# [TASK DIRECTIONS]
Your output must match the records exactly, line for line.

Segment Start: DATASET ENTRIES

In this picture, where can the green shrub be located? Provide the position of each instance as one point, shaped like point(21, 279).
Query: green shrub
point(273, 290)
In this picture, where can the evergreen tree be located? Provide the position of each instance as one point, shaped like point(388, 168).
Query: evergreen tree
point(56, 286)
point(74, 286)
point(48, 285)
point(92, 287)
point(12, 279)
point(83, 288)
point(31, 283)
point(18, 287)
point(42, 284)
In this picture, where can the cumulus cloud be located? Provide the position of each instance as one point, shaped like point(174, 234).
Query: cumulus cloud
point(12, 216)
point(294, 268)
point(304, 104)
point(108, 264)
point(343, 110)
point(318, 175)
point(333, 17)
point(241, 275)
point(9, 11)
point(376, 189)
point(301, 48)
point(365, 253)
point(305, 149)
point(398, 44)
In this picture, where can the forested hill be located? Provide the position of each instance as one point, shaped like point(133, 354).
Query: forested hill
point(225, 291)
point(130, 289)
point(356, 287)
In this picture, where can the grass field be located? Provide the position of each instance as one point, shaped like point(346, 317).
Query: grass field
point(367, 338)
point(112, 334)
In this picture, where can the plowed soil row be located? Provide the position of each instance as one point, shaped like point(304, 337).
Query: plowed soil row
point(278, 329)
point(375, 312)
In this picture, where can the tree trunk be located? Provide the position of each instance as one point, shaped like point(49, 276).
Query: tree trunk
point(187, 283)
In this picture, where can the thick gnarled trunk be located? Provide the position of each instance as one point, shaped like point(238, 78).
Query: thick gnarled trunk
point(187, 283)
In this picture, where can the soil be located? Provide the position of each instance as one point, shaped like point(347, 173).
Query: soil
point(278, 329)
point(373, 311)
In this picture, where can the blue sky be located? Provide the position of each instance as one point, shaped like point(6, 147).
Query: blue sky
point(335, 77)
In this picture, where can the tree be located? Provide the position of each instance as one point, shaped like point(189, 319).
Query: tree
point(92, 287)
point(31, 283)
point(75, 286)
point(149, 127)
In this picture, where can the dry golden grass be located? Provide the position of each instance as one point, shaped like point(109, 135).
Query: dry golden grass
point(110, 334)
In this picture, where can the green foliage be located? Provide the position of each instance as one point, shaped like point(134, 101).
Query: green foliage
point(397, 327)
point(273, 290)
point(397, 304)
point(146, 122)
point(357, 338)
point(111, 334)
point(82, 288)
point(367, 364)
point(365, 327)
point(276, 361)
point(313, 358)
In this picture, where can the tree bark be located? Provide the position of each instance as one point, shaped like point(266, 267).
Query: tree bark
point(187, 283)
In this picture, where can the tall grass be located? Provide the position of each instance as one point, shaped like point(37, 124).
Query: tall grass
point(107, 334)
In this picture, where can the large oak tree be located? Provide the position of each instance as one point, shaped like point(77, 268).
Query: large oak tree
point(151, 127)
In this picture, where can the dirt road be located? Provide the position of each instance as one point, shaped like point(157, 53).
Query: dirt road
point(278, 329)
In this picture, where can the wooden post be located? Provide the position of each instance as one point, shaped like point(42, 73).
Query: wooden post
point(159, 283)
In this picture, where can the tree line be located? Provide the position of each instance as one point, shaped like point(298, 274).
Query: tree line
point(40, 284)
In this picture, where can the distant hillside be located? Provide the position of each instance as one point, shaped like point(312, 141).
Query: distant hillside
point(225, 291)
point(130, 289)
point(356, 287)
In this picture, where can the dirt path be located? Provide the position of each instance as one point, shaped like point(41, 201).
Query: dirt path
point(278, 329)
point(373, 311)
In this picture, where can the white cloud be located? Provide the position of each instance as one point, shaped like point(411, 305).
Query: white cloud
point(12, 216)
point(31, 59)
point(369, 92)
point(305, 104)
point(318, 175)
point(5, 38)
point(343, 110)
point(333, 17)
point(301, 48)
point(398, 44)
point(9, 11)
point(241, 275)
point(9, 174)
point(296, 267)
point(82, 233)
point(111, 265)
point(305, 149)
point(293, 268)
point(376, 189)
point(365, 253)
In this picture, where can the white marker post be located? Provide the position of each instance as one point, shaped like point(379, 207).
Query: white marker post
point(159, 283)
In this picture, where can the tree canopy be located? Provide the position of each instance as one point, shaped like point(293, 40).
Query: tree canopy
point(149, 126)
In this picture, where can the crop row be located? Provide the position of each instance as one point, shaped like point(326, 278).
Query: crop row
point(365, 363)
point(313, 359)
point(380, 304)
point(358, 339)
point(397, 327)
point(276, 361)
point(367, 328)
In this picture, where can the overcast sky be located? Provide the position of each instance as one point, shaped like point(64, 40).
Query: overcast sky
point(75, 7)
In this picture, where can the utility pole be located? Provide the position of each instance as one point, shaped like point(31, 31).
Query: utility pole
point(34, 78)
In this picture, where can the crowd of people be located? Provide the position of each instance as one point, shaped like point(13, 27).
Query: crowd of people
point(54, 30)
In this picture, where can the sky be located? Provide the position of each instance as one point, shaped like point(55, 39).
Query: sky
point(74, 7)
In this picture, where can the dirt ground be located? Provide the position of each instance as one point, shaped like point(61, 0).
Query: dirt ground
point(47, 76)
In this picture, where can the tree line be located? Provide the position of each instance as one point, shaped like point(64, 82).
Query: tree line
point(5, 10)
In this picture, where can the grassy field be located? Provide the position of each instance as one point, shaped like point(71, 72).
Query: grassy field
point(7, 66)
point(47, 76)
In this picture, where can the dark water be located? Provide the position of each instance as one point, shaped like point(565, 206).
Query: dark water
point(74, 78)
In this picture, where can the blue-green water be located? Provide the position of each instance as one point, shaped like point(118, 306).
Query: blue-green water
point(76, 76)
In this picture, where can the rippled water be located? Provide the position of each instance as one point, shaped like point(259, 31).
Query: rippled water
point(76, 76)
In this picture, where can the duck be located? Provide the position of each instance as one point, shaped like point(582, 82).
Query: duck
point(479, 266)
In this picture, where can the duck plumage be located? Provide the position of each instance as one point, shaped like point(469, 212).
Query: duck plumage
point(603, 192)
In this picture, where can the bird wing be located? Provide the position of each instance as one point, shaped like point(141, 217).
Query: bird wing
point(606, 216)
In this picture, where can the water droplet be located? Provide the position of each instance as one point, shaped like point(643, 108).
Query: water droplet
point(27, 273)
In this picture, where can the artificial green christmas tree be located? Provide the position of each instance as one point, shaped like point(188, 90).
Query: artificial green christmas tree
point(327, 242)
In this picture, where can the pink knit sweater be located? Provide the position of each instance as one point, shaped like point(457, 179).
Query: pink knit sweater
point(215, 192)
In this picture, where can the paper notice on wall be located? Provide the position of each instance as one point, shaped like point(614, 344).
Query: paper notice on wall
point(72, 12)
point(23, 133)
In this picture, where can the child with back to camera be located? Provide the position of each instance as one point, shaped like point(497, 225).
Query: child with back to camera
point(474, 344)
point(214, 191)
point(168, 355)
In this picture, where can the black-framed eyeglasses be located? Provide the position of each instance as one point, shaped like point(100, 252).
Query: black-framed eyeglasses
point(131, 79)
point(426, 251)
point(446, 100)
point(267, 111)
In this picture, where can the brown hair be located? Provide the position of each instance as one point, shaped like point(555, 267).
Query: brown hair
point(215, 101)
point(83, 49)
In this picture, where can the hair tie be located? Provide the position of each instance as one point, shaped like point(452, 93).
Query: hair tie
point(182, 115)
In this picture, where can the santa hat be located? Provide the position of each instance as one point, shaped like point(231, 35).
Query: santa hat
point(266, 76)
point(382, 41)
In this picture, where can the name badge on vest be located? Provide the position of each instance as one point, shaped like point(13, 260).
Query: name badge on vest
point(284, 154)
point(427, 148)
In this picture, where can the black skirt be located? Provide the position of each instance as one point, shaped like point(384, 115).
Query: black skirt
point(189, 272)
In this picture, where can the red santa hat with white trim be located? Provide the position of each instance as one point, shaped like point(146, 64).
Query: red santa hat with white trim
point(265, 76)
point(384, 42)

Segment End: DATASET ENTRIES

# [TASK ANSWER]
In this picture, where can the green shrub be located? Provide the position of each instance as one point, shaped like point(21, 279).
Query: green shrub
point(273, 290)
In this picture, where can the evergreen tree be located? Provide the position of each instance as one point, shaped like point(388, 168).
Query: evergreen tree
point(56, 286)
point(74, 286)
point(48, 285)
point(92, 287)
point(12, 279)
point(83, 288)
point(31, 283)
point(18, 287)
point(42, 284)
In this picture, where can the cumulus cloud be located? Provide the position of each instance as one point, shaped like point(174, 234).
Query: cumulus cloud
point(12, 216)
point(294, 268)
point(304, 104)
point(108, 264)
point(343, 110)
point(318, 175)
point(333, 17)
point(241, 275)
point(9, 11)
point(376, 189)
point(301, 48)
point(365, 253)
point(305, 149)
point(398, 44)
In this picture, where can the forested hill be located? Provide the position of each instance as one point, shaped like point(133, 354).
Query: forested hill
point(225, 291)
point(130, 289)
point(356, 287)
In this picture, where can the grass field be located? Provide the position of each instance as one point, shaped like point(346, 317).
Query: grass field
point(367, 338)
point(112, 334)
In this picture, where can the plowed soil row be located? Provide the position of each instance as one point, shaped like point(304, 337).
Query: plowed soil row
point(278, 329)
point(375, 312)
In this picture, where can the tree trunk be located? Provide the position of each instance as one point, shaped like point(49, 276).
Query: tree trunk
point(187, 283)
In this picture, where can the thick gnarled trunk be located? Provide the position of each instance as one point, shaped like point(238, 78).
Query: thick gnarled trunk
point(187, 283)
In this picture, where can the soil be located? Provide the position of each instance as one point, shaped like point(347, 173).
Query: soil
point(278, 329)
point(373, 311)
In this picture, where can the blue sky be located? Provide the position of each instance as one point, shaped like point(6, 147).
Query: blue sky
point(335, 77)
In this picture, where can the tree be located? Provide the position of each instance as one point, shaped like point(189, 319).
Query: tree
point(92, 287)
point(31, 283)
point(75, 286)
point(149, 127)
In this picture, where can the dry golden grass be located? Provide the position of each instance as one point, shaped like point(109, 135).
Query: dry golden grass
point(110, 334)
In this picture, where can the green foliage be located? Provide the position of each instance as one point, shaped like point(134, 101).
Query: green foliage
point(397, 327)
point(273, 290)
point(397, 304)
point(146, 122)
point(357, 338)
point(111, 334)
point(82, 288)
point(367, 364)
point(365, 327)
point(276, 361)
point(313, 358)
In this picture, where can the tree bark be located? Provide the position of each instance as one point, shaped like point(266, 267).
Query: tree bark
point(187, 283)
In this picture, where can the tall grass be located? Provide the position of each instance as one point, shaped like point(37, 124).
Query: tall grass
point(107, 334)
In this picture, where can the large oak tree be located? Provide the position of each instance as one point, shaped like point(77, 268).
Query: large oak tree
point(151, 127)
In this picture, where can the dirt road be located? Provide the position of each instance as one point, shaped like point(157, 53).
Query: dirt road
point(278, 329)
In this picture, where can the wooden post be located? Provide the position of each instance as one point, shaped like point(42, 73).
Query: wooden post
point(159, 283)
In this picture, where can the tree line be located? Provide the position of each instance as one point, shaped like point(298, 274).
Query: tree line
point(40, 284)
In this picture, where can the distant hillside be located? Provide the position of each instance as one point, shaped like point(312, 141).
Query: distant hillside
point(225, 291)
point(130, 289)
point(356, 287)
In this picture, where can the dirt path be located? Provide the position of each instance as one point, shaped like point(41, 201).
Query: dirt path
point(278, 329)
point(373, 311)
In this picture, where can the white cloud be located? Provide the position of each instance as one point, shaped like point(411, 305).
Query: white cloud
point(12, 216)
point(31, 59)
point(369, 92)
point(305, 104)
point(318, 175)
point(5, 38)
point(343, 110)
point(333, 17)
point(301, 48)
point(398, 44)
point(9, 11)
point(241, 275)
point(9, 174)
point(296, 267)
point(82, 233)
point(111, 265)
point(305, 149)
point(293, 268)
point(376, 189)
point(365, 253)
In this picture, where can the white marker post be located? Provide the position of each instance as one point, shaped like point(379, 207).
Query: white marker post
point(159, 283)
In this picture, where can the tree canopy be located? Provide the position of each instance as one point, shaped like point(293, 40).
Query: tree canopy
point(149, 126)
In this picture, where can the crop row be located? Provide the position of each instance as one point, shaped like point(326, 278).
Query: crop row
point(365, 363)
point(313, 359)
point(380, 304)
point(358, 339)
point(397, 327)
point(276, 361)
point(367, 328)
In this picture, where can the overcast sky be located? Provide the position of each instance as one point, shaped like point(64, 40).
Query: overcast sky
point(75, 7)
In this picture, where can the utility pole be located? Provide the position of each instance as one point, shaped like point(31, 31).
Query: utility pole
point(34, 78)
In this picture, where can the crowd of people be located? Provide the position of each instance as one point, shaped like point(13, 27).
Query: crowd of people
point(54, 30)
In this picture, where can the sky be located? Provide the position of each instance as one point, shaped like point(55, 39).
Query: sky
point(74, 7)
In this picture, where can the dirt ground be located? Provide the position of each instance as one point, shaped like point(61, 0).
Query: dirt ground
point(47, 76)
In this picture, where can the tree line be located? Provide the position of each instance as one point, shaped like point(64, 82).
Query: tree line
point(5, 10)
In this picture, where can the grassy field be located? Provide the position of each instance as one point, shaped like point(71, 72).
Query: grassy field
point(7, 66)
point(47, 76)
In this picture, where can the dark water be located? Provide the position of each instance as one point, shaped like point(565, 206).
Query: dark water
point(74, 78)
In this picture, where can the blue-green water be located? Provide the position of each instance as one point, shaped like point(118, 306).
Query: blue-green water
point(76, 76)
In this picture, where can the rippled water be located? Provide the position of each instance as one point, shaped like point(259, 31).
Query: rippled water
point(76, 76)
In this picture, where can the duck be located? Provide the position of each instance as one point, shaped like point(582, 82).
Query: duck
point(479, 266)
In this picture, where can the duck plumage be located? Provide the position of each instance as one point, shaped like point(469, 212).
Query: duck plumage
point(603, 192)
In this picture, where can the bird wing be located? Provide the position of each instance as one point, shaped like point(141, 217).
Query: bird wing
point(606, 216)
In this picture, where can the water droplet be located? Provide the position of each instance as one point, shaped like point(643, 108).
Query: water droplet
point(27, 273)
In this picture, where can the artificial green christmas tree be located? Provide the position of each instance as one point, shaped like point(188, 90).
Query: artificial green christmas tree
point(327, 242)
In this picture, where can the pink knit sweater be located? Provide the position of each instance as one point, shaped like point(457, 179).
Query: pink knit sweater
point(215, 192)
In this picture, where can the paper notice on wall be located? Provide the position of each instance as one point, shaped like point(614, 344).
Query: paper notice on wall
point(72, 12)
point(23, 133)
In this picture, where can the child with back to camera be located? Provide the position of each instance as one point, shaped like point(497, 225).
Query: child with back to camera
point(474, 344)
point(214, 191)
point(168, 355)
In this picture, where can the black-framed eyeglasses be located? Provide the position of each instance as one point, shaped like point(100, 252).
Query: black-framed eyeglasses
point(131, 79)
point(426, 251)
point(446, 100)
point(267, 111)
In this picture, where can the brown hair be located? Provide the position of each instance as one point, shaped like point(555, 267).
Query: brown hair
point(215, 101)
point(83, 49)
In this picture, where can the hair tie be located? Provide the position of each instance as one point, shaped like point(452, 93).
Query: hair tie
point(182, 115)
In this picture, where can the santa hat be located? Provide the position of each instance as one point, shaped like point(231, 35).
Query: santa hat
point(266, 76)
point(382, 41)
In this picture, where can the name badge on vest be located? Provide the position of each instance as one point, shaped like point(13, 260).
Query: name badge on vest
point(284, 154)
point(427, 148)
In this picture, where can the black skirt be located? Provide the position of each instance as one point, shaped like point(384, 115).
Query: black skirt
point(189, 272)
In this picture, where can the red santa hat with white trim be located? Provide the position of each instance as one point, shaped like point(146, 64).
Query: red santa hat with white trim
point(265, 76)
point(384, 42)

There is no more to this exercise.